Instructions to follow. Please arrange every line of the listing below as a Markdown table with the columns Row and Entry, numbering the rows in order and leaving out any blank lines.
— Start The records —
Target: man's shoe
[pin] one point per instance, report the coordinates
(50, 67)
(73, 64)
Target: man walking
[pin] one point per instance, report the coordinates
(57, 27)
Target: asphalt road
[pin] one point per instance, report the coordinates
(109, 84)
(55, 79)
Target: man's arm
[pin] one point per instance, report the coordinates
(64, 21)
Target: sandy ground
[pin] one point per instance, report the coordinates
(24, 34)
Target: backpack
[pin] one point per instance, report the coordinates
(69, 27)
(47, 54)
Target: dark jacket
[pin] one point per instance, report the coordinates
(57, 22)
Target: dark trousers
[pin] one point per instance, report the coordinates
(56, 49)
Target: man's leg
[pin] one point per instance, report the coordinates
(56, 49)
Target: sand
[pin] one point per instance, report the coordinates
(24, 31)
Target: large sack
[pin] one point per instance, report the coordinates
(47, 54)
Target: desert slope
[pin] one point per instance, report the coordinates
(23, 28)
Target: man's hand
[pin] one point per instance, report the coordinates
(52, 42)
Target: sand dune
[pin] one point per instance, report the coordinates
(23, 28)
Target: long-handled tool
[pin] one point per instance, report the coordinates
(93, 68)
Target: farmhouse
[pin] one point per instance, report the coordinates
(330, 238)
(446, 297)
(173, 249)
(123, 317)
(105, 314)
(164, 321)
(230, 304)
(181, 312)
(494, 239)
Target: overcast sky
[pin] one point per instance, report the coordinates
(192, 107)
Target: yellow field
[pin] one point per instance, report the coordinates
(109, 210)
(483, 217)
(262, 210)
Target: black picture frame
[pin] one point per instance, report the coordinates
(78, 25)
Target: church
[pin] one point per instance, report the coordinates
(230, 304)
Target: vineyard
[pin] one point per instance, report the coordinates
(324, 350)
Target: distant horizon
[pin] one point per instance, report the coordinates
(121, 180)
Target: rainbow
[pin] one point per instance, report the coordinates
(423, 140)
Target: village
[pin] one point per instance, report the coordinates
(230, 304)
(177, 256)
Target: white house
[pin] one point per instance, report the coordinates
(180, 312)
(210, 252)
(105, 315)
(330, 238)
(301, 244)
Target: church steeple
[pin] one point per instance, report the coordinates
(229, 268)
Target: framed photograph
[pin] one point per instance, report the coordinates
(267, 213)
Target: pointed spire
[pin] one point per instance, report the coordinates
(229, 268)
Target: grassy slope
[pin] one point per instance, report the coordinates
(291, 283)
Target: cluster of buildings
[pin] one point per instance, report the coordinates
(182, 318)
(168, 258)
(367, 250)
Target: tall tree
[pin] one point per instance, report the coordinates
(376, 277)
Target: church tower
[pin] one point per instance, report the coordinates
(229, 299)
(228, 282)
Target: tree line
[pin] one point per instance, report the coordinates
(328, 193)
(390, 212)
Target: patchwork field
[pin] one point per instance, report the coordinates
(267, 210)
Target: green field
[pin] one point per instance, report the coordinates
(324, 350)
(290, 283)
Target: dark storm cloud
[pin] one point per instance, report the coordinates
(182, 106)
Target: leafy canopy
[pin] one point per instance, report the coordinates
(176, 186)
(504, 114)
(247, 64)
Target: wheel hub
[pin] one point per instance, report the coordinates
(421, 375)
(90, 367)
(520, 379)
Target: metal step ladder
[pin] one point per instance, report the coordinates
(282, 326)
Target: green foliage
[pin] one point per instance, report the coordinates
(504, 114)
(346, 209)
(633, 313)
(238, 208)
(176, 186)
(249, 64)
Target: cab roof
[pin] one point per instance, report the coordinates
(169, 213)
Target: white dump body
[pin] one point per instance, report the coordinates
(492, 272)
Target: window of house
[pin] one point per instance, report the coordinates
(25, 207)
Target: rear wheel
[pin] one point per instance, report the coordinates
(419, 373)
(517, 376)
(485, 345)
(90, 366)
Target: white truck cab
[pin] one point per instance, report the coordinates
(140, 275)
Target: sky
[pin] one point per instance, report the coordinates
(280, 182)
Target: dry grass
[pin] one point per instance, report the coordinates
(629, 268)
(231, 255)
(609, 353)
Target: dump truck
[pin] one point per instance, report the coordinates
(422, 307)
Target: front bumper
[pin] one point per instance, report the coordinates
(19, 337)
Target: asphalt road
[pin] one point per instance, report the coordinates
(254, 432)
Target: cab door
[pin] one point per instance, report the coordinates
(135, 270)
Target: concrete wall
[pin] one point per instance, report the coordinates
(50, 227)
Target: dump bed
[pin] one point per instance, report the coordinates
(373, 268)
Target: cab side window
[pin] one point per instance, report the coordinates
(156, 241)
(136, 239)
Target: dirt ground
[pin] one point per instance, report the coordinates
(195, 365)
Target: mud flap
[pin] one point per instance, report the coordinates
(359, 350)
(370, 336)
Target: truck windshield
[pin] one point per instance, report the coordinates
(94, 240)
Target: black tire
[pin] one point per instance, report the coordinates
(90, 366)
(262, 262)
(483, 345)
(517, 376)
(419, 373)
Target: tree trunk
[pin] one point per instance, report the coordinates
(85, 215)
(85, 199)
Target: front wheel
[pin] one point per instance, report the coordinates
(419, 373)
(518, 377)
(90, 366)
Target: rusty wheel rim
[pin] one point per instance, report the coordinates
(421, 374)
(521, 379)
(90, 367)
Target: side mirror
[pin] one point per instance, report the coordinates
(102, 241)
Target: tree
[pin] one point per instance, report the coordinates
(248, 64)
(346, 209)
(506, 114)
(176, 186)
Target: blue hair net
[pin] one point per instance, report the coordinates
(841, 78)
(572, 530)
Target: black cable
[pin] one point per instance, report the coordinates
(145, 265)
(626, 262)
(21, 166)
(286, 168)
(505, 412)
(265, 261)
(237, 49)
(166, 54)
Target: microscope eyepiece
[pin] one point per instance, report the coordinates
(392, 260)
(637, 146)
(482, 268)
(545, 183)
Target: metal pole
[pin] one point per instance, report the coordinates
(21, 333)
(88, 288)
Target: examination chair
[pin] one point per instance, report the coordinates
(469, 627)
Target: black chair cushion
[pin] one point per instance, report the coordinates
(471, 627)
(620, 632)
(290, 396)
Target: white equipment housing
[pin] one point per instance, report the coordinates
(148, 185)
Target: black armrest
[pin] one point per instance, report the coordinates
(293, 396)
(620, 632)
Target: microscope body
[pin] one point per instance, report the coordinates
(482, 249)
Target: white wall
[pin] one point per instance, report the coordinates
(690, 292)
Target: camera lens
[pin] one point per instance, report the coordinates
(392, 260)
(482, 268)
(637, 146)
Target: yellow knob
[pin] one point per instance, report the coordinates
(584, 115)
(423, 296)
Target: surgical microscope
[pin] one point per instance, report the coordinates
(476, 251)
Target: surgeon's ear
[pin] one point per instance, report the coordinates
— End The records —
The result.
| Row | Entry |
|---|---|
| 1 | Target: man's shoe |
| 2 | [pin] one point per instance, report the coordinates |
| 3 | (50, 67) |
| 4 | (73, 64) |
| 5 | Target: man walking |
| 6 | [pin] one point per instance, report the coordinates |
| 7 | (57, 27) |
| 8 | Target: asphalt road |
| 9 | [pin] one point per instance, report the coordinates |
| 10 | (109, 84) |
| 11 | (55, 79) |
| 12 | Target: man's arm |
| 13 | [pin] one point per instance, report the coordinates |
| 14 | (64, 21) |
| 15 | Target: sandy ground |
| 16 | [pin] one point per instance, report the coordinates |
| 17 | (24, 34) |
| 18 | Target: backpack |
| 19 | [pin] one point per instance, report the coordinates |
| 20 | (69, 27) |
| 21 | (47, 54) |
| 22 | Target: dark jacket |
| 23 | [pin] one point per instance, report the coordinates |
| 24 | (57, 22) |
| 25 | Target: dark trousers |
| 26 | [pin] one point per instance, report the coordinates |
| 27 | (56, 49) |
| 28 | Target: man's leg |
| 29 | [pin] one point per instance, report the coordinates |
| 30 | (56, 49) |
| 31 | Target: sand |
| 32 | [pin] one point per instance, report the coordinates |
| 33 | (24, 31) |
| 34 | Target: large sack |
| 35 | [pin] one point per instance, report the coordinates |
| 36 | (47, 54) |
| 37 | Target: desert slope |
| 38 | [pin] one point per instance, report the coordinates |
| 39 | (23, 28) |
| 40 | Target: man's hand |
| 41 | [pin] one point per instance, report the coordinates |
| 42 | (52, 42) |
| 43 | Target: sand dune |
| 44 | [pin] one point per instance, report the coordinates |
| 45 | (23, 28) |
| 46 | Target: long-handled tool |
| 47 | [pin] one point per instance, report the coordinates |
| 48 | (93, 68) |
| 49 | Target: farmhouse |
| 50 | [pin] one point per instance, report the coordinates |
| 51 | (330, 238) |
| 52 | (446, 297) |
| 53 | (173, 249) |
| 54 | (123, 317) |
| 55 | (105, 314) |
| 56 | (164, 321) |
| 57 | (230, 304) |
| 58 | (181, 312) |
| 59 | (494, 239) |
| 60 | Target: overcast sky |
| 61 | [pin] one point per instance, report the coordinates |
| 62 | (192, 107) |
| 63 | Target: yellow field |
| 64 | [pin] one point per instance, report the coordinates |
| 65 | (109, 210) |
| 66 | (483, 217) |
| 67 | (262, 210) |
| 68 | Target: black picture frame |
| 69 | [pin] one point per instance, report the coordinates |
| 70 | (78, 25) |
| 71 | Target: church |
| 72 | [pin] one point per instance, report the coordinates |
| 73 | (230, 304) |
| 74 | Target: vineyard |
| 75 | [pin] one point per instance, report the coordinates |
| 76 | (324, 350) |
| 77 | Target: distant horizon |
| 78 | [pin] one point per instance, report the coordinates |
| 79 | (121, 180) |
| 80 | Target: rainbow |
| 81 | [pin] one point per instance, report the coordinates |
| 82 | (423, 140) |
| 83 | Target: village |
| 84 | [pin] one point per instance, report the coordinates |
| 85 | (230, 304) |
| 86 | (177, 256) |
| 87 | Target: white house |
| 88 | [pin] one point per instance, report the coordinates |
| 89 | (180, 312) |
| 90 | (210, 252) |
| 91 | (105, 315) |
| 92 | (330, 238) |
| 93 | (301, 244) |
| 94 | Target: church steeple |
| 95 | [pin] one point per instance, report the coordinates |
| 96 | (229, 268) |
| 97 | Target: framed photograph |
| 98 | [pin] one point per instance, report the coordinates |
| 99 | (267, 213) |
| 100 | Target: pointed spire |
| 101 | [pin] one point per instance, report the coordinates |
| 102 | (229, 268) |
| 103 | Target: grassy slope |
| 104 | [pin] one point per instance, report the coordinates |
| 105 | (291, 283) |
| 106 | Target: cluster of buildings |
| 107 | [pin] one point per instance, report the coordinates |
| 108 | (182, 318) |
| 109 | (168, 258) |
| 110 | (367, 250) |
| 111 | Target: tall tree |
| 112 | [pin] one point per instance, report the coordinates |
| 113 | (376, 277) |
| 114 | Target: church tower |
| 115 | [pin] one point per instance, report the coordinates |
| 116 | (229, 299) |
| 117 | (228, 282) |
| 118 | Target: tree line |
| 119 | [pin] one point per instance, report the coordinates |
| 120 | (328, 193) |
| 121 | (390, 212) |
| 122 | Target: patchwork field |
| 123 | [pin] one point per instance, report the coordinates |
| 124 | (267, 210) |
| 125 | Target: green field |
| 126 | [pin] one point per instance, report the coordinates |
| 127 | (324, 350) |
| 128 | (290, 283) |
| 129 | Target: dark storm cloud |
| 130 | [pin] one point per instance, report the coordinates |
| 131 | (182, 106) |
| 132 | Target: leafy canopy |
| 133 | [pin] one point per instance, report the coordinates |
| 134 | (176, 186) |
| 135 | (504, 114) |
| 136 | (247, 64) |
| 137 | Target: wheel hub |
| 138 | [pin] one point per instance, report the coordinates |
| 139 | (421, 375) |
| 140 | (90, 367) |
| 141 | (520, 379) |
| 142 | Target: metal step ladder |
| 143 | [pin] one point per instance, report the coordinates |
| 144 | (282, 326) |
| 145 | Target: green foliage |
| 146 | [pin] one point per instance, report the coordinates |
| 147 | (504, 114) |
| 148 | (346, 209) |
| 149 | (633, 313) |
| 150 | (238, 208) |
| 151 | (176, 186) |
| 152 | (249, 64) |
| 153 | Target: cab roof |
| 154 | [pin] one point per instance, report the coordinates |
| 155 | (169, 213) |
| 156 | Target: white dump body |
| 157 | [pin] one point per instance, report the coordinates |
| 158 | (492, 272) |
| 159 | Target: window of house |
| 160 | [pin] one point per instance, report the coordinates |
| 161 | (25, 207) |
| 162 | Target: rear wheel |
| 163 | [pin] one point per instance, report the coordinates |
| 164 | (419, 373) |
| 165 | (517, 376) |
| 166 | (485, 345) |
| 167 | (90, 366) |
| 168 | Target: white truck cab |
| 169 | [pin] one point per instance, report the coordinates |
| 170 | (140, 275) |
| 171 | Target: sky |
| 172 | [pin] one point per instance, report the coordinates |
| 173 | (280, 182) |
| 174 | Target: dry grass |
| 175 | [pin] one point per instance, report the coordinates |
| 176 | (629, 268) |
| 177 | (231, 255) |
| 178 | (609, 353) |
| 179 | Target: dump truck |
| 180 | [pin] one point per instance, report the coordinates |
| 181 | (422, 307) |
| 182 | Target: front bumper |
| 183 | [pin] one point per instance, report the coordinates |
| 184 | (19, 337) |
| 185 | Target: asphalt road |
| 186 | [pin] one point per instance, report the coordinates |
| 187 | (254, 432) |
| 188 | Target: cab door |
| 189 | [pin] one point per instance, report the coordinates |
| 190 | (135, 270) |
| 191 | Target: concrete wall |
| 192 | [pin] one point per instance, report the coordinates |
| 193 | (50, 227) |
| 194 | Target: dump bed |
| 195 | [pin] one point per instance, report the coordinates |
| 196 | (373, 268) |
| 197 | Target: cab side window |
| 198 | [pin] one point per instance, report the coordinates |
| 199 | (156, 241) |
| 200 | (136, 239) |
| 201 | Target: dirt ground |
| 202 | [pin] one point per instance, report the coordinates |
| 203 | (195, 365) |
| 204 | Target: mud flap |
| 205 | [pin] one point per instance, report the coordinates |
| 206 | (359, 350) |
| 207 | (370, 336) |
| 208 | Target: truck windshield |
| 209 | [pin] one point per instance, report the coordinates |
| 210 | (94, 240) |
| 211 | Target: black tire |
| 212 | [pin] one point per instance, report the coordinates |
| 213 | (90, 366) |
| 214 | (262, 262) |
| 215 | (483, 345) |
| 216 | (517, 376) |
| 217 | (419, 373) |
| 218 | Target: tree trunk |
| 219 | [pin] one point per instance, report the coordinates |
| 220 | (85, 215) |
| 221 | (85, 199) |
| 222 | Target: front wheel |
| 223 | [pin] one point per instance, report the coordinates |
| 224 | (419, 373) |
| 225 | (518, 377) |
| 226 | (90, 366) |
| 227 | Target: rusty wheel rim |
| 228 | [pin] one point per instance, report the coordinates |
| 229 | (421, 374) |
| 230 | (521, 379) |
| 231 | (90, 367) |
| 232 | Target: side mirror |
| 233 | [pin] one point per instance, report the coordinates |
| 234 | (102, 241) |
| 235 | Target: tree |
| 236 | [pin] one point per instance, report the coordinates |
| 237 | (248, 64) |
| 238 | (346, 209) |
| 239 | (506, 114) |
| 240 | (176, 186) |
| 241 | Target: blue hair net |
| 242 | [pin] one point per instance, report the coordinates |
| 243 | (841, 78) |
| 244 | (572, 530) |
| 245 | Target: black cable |
| 246 | [pin] one point per instance, report the coordinates |
| 247 | (145, 265) |
| 248 | (626, 262) |
| 249 | (21, 166) |
| 250 | (286, 168) |
| 251 | (505, 412) |
| 252 | (265, 261) |
| 253 | (237, 49) |
| 254 | (166, 54) |
| 255 | Target: microscope eyepiece |
| 256 | [pin] one point per instance, report the coordinates |
| 257 | (392, 260) |
| 258 | (637, 146) |
| 259 | (482, 268) |
| 260 | (545, 183) |
| 261 | Target: metal pole |
| 262 | [pin] one point per instance, report the coordinates |
| 263 | (21, 333) |
| 264 | (88, 288) |
| 265 | Target: examination chair |
| 266 | [pin] one point per instance, report the coordinates |
| 267 | (469, 627) |
| 268 | Target: black chair cushion |
| 269 | [pin] one point per instance, report the coordinates |
| 270 | (471, 627) |
| 271 | (620, 632) |
| 272 | (290, 396) |
| 273 | Target: white equipment housing |
| 274 | [pin] one point per instance, report the coordinates |
| 275 | (148, 185) |
| 276 | Target: black armrest |
| 277 | [pin] one point per instance, report the coordinates |
| 278 | (293, 396) |
| 279 | (620, 632) |
| 280 | Target: microscope body |
| 281 | [pin] one point per instance, report the coordinates |
| 282 | (482, 249) |
| 283 | Target: white wall |
| 284 | [pin] one point per instance, report the coordinates |
| 285 | (690, 292) |
| 286 | Target: camera lens |
| 287 | [pin] one point per instance, report the coordinates |
| 288 | (392, 260) |
| 289 | (482, 268) |
| 290 | (637, 146) |
| 291 | Target: yellow knob |
| 292 | [pin] one point per instance, report the coordinates |
| 293 | (584, 115) |
| 294 | (423, 296) |
| 295 | Target: surgical microscope |
| 296 | [pin] one point per instance, report the coordinates |
| 297 | (476, 251) |
| 298 | Target: surgeon's ear |
| 299 | [pin] one point per instance, report the coordinates |